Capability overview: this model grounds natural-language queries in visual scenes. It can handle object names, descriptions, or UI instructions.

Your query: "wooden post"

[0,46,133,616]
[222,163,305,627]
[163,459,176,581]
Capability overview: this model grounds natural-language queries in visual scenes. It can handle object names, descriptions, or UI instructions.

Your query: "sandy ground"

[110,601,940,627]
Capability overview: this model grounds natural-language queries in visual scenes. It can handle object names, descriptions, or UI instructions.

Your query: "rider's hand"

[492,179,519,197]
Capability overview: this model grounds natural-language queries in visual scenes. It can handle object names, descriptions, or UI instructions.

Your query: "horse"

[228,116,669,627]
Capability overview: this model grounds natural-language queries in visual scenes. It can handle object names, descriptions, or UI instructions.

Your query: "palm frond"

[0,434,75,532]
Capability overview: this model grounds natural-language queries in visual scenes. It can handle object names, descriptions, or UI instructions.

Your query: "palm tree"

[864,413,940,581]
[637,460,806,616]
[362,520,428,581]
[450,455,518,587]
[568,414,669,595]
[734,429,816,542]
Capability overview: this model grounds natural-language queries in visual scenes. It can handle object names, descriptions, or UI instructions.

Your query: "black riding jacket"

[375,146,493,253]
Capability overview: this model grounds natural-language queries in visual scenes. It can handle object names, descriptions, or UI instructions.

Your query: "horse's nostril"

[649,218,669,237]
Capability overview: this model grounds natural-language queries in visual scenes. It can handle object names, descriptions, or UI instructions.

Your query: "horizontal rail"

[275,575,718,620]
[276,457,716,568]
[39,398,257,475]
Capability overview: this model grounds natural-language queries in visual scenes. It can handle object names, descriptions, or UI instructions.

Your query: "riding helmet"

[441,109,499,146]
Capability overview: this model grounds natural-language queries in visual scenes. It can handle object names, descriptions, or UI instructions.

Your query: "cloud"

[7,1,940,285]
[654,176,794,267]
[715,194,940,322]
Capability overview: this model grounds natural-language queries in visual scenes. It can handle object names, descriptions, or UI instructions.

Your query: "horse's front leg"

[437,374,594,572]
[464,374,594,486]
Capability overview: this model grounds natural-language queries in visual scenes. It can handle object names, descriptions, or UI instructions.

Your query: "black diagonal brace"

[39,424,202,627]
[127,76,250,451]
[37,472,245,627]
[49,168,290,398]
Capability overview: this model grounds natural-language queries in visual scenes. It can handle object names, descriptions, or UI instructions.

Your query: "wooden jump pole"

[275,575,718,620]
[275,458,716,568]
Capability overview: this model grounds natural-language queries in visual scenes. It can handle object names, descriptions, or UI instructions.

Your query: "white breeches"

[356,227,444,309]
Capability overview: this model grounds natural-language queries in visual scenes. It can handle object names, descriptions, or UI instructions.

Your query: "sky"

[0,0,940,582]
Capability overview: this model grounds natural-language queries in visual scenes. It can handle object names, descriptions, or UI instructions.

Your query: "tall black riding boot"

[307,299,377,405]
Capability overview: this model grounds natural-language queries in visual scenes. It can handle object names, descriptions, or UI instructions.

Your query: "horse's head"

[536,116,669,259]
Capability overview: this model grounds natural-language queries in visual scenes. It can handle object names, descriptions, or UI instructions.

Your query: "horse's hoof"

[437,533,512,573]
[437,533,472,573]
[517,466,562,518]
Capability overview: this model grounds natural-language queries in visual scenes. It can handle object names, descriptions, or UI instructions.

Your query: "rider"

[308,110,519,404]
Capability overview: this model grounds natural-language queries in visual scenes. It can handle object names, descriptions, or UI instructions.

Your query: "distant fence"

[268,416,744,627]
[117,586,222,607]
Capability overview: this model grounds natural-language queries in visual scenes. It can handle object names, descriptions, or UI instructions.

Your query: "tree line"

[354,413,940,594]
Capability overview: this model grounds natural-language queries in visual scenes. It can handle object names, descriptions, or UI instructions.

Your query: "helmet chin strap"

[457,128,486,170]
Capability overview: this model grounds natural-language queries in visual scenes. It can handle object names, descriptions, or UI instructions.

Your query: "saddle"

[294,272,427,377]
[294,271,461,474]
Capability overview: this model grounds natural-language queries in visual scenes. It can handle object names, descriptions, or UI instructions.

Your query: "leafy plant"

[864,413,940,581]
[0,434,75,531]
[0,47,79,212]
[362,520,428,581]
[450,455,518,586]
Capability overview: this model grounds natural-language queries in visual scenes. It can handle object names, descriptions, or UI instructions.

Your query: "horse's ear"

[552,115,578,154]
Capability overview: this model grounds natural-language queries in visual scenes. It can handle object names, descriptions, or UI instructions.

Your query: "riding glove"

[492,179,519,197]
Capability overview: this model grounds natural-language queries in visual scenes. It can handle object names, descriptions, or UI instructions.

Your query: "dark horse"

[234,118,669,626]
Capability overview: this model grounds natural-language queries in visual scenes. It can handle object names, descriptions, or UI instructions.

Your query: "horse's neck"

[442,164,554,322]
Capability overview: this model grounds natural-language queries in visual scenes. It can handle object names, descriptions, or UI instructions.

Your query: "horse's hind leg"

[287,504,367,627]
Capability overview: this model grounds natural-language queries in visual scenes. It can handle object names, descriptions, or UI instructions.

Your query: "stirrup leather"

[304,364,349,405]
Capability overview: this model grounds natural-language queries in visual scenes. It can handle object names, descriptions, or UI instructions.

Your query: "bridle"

•••••

[STATED GOAL]
Reproduce all of the rows above, switching "Your query" to "Target phrase" and leaving everything else unchanged.

[RESPONSE TO THIS TASK]
Capability overview: this model grounds natural-language queries in visual scenes. It can handle object names, descriptions, or UI instructions.

Target phrase: "wooden post"

[0,46,133,616]
[222,163,305,627]
[163,459,176,581]
Capability overview: this model grounds natural-language queries in visual scenes. It can handle object names, descriptions, or UI instructions.

Target phrase: "sandy ground"

[110,601,940,627]
Capability overview: this model grounds natural-language queries in visual scenes. It can handle object names, descriptions, or UI instructions.

Target phrase: "rider's hand"

[492,179,519,197]
Capability overview: this model grounds natural-language queries in visual scenes. It can handle object names, descriptions, or UI instructions.

Target phrase: "horse"

[228,116,669,627]
Capability overview: this model grounds natural-language queries in visual scenes. It can handle object names, descriptions, or UI instructions.

Target phrase: "palm frond"

[0,434,75,532]
Capability overview: this model grounds natural-language queries in visual scenes. It can handle object names, descriptions, or UI instructions.

Target phrase: "palm tree"

[864,413,940,581]
[637,460,806,616]
[362,520,428,581]
[450,455,518,587]
[568,414,669,595]
[734,429,816,542]
Capability overview: this model grounds natural-language queries in visual scenes. It can handle object names, descriptions, or UI instructions.

Target phrase: "black riding jacket"

[375,146,493,253]
Capability overview: this model grounds natural-language queries in visual scenes. It can handle object names, descriptions, or UI instructions.

Target phrase: "horse's nostril"

[649,218,669,237]
Capability overview: this model grounds natural-language queries in visual scenes. It can handle object names, descriptions, or UI instructions.

Target phrase: "horizontal rail"

[275,575,718,620]
[276,457,716,568]
[39,398,257,475]
Capability overview: this model grounds natural-language queries in visual scenes. It can handle object names, descriptions, or UI instructions.

Target phrase: "riding helmet"

[441,109,499,146]
Capability overview: this model grounds natural-language queries in visual scenes. It can handle object names, descriptions, or UI instructions.

Target phrase: "cloud"

[7,1,940,285]
[654,176,794,267]
[715,194,940,322]
Capability overview: this model grounds natural-language queries in visual scenes. It can handle object names, descriptions, or UI instructions.

Target phrase: "horse's front leg"

[437,374,594,572]
[464,374,594,486]
Capability overview: this model grounds natural-language queries in visual scenes. It can handle object names, descriptions, or UI instructions.

Target phrase: "black diagonal brace"

[39,424,202,627]
[127,76,250,451]
[37,472,245,627]
[49,168,290,398]
Capability overview: this model grounds natural-language queries in visual scenes. It can handle object names, descriptions, or UI instructions.

Target phrase: "wooden jump pole"

[275,575,718,620]
[275,458,716,568]
Capability overview: this model grounds natural-language queries in visual scenes. It can handle object names, descriptions, or UI instructions.

Target phrase: "white breeches"

[356,227,444,309]
Capability overview: this model grounds natural-language queries in visual scenes. It can handle object names, descriptions, or UI instructions.

Target phrase: "sky"

[0,0,940,582]
Capability overview: this model grounds natural-language queries in visual scenes. It can handle object names, descriptions, or UI instructions.

Target phrase: "tall black riding boot"

[307,299,377,405]
Capability overview: this model grounds natural-language queries in visual scenes. It can handle object names, descriptions, or UI instructions.

Target phrase: "horse's head"

[536,116,669,259]
Capability overview: this model grounds natural-language queries in visual scenes. It can handle object names, descriptions, or UI instructions.

Target phrase: "horse's hoof"

[437,533,512,573]
[437,533,472,573]
[517,466,562,518]
Capability overview: this model grounds natural-language queries in visual scenes. It can handle object names, descriptions, or UI instructions.

Target phrase: "rider"

[308,110,519,404]
Capability overview: this model grounds natural-language queries in visual scenes. It can handle object names, descriptions, or UI instructions.

Target phrase: "distant fence"

[268,416,744,627]
[117,586,222,607]
Capability overview: this model grounds natural-language queries in visual scenes. It can handle object names, descriptions, or UI instructions.

Target phrase: "tree line"

[354,413,940,594]
Capability overview: this model grounds natural-language queries in visual scenes. It can handle object names, descriptions, or UI instructions.

Target phrase: "helmet chin strap"

[457,128,486,170]
Capability overview: this model grounds natural-language queries in visual scenes. It can handle object names, descriptions, or UI instructions.

Target phrase: "saddle"

[294,272,427,377]
[294,271,461,474]
Capability overview: this model grounds natural-language queries in visual scenes. It can handle object names, descriptions, or UI instructions.

Target phrase: "leafy plant"

[864,413,940,581]
[0,434,75,531]
[0,47,79,212]
[362,520,428,581]
[450,455,518,586]
Capability overview: this model grounds natural-language queries in visual scenes. It can handle object names, descriptions, or UI instructions.

Target phrase: "horse's ear"

[552,115,578,154]
Capability overview: this model grounds natural-language queries in visual scenes. It can handle object names, descriptions, or UI instructions.

Target phrase: "riding glove"

[492,179,519,197]
Capability overview: this model grounds natural-language queries in visual scenes. It can handle object names, descriptions, or UI instructions.

Target phrase: "dark horse"

[234,118,669,626]
Capability overview: this model grounds natural-language queries in visual scenes. It can handle object names, descriptions, or UI instructions.

Target phrase: "horse's neck"

[442,164,554,322]
Capability overview: this model grounds natural-language queries in visual scenes. It can handle object names, descriptions, or UI instructions.

Target phrase: "horse's hind leg"

[287,504,367,627]
Capability overview: this model grounds natural-language queries in visual scenes. It can handle object names, descriptions, or UI instructions.

Target phrase: "stirrup leather"

[304,364,349,405]
Capability overview: this model grounds natural-language queries in visual scenes. It can handle object names, descriptions, or UI instructions.

Target phrase: "bridle"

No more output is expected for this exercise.